▸ Selected passage
━━━━

I want to talk to you about a skeptic, a fearoo so fearoo he couldn’t have sat through a Karishika movie, a coward and a no body who became one of my favourite Bible characters ever! Gideon’s story is gold to me because it washes so many misconceptions that had filled me with useless fears.

I used to think that doubting God’s promise meant missing it. That if you were believing God for something and for just one aboskitikiti moment, you wondered if He was able or if it would happen then darrisit, aint gonna happen. I used to think that fear meant defeat; that if I feared something, I’d given it power to happen. I had this military no-nonsense approach to faith and fear. It trapped me for so long, making me feel gloomy and vulnerable and paranoid, making me walk on eggshells. I didn’t understand what He meant when He said He understands we’re made of dust. I hadn’t read or understood Gideon’s story. I do now, and I’d like to pay you same courtesy. Can I? If your answer is no po it’s not like I can hear you so oya! Make we just hurry dey go.

When God first hit Gideon up, the man was hiding in a winepress to thresh wheat. That’s like pounding fufu on your bed because you don’t want your land lord’s trouble. He said to him, “The LORD is with you, o brave man.” God’s not dumb or deaf, he could see the man’s heart beating like a corn mill machine. he heard the man scream “Awurade, m’awu!” He still called him brave!

━━━━

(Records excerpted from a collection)

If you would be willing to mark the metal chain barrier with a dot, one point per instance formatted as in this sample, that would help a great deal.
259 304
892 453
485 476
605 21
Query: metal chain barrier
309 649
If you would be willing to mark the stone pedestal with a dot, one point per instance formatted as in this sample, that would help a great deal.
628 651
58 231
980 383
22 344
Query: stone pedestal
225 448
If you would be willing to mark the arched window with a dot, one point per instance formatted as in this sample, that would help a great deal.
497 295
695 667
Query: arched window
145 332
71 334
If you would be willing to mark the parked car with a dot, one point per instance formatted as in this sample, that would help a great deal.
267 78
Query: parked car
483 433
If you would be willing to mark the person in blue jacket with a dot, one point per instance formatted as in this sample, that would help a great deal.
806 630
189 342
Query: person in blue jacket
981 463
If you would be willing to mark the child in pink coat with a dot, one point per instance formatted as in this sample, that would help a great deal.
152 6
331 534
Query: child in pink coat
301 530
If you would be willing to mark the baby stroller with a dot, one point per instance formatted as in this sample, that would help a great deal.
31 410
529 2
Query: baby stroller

━━━━

Reproduce the portion of the reflection on Gideon starting with "I want to talk" and going on through "with useless fears.".

I want to talk to you about a skeptic, a fearoo so fearoo he couldn’t have sat through a Karishika movie, a coward and a no body who became one of my favourite Bible characters ever! Gideon’s story is gold to me because it washes so many misconceptions that had filled me with useless fears.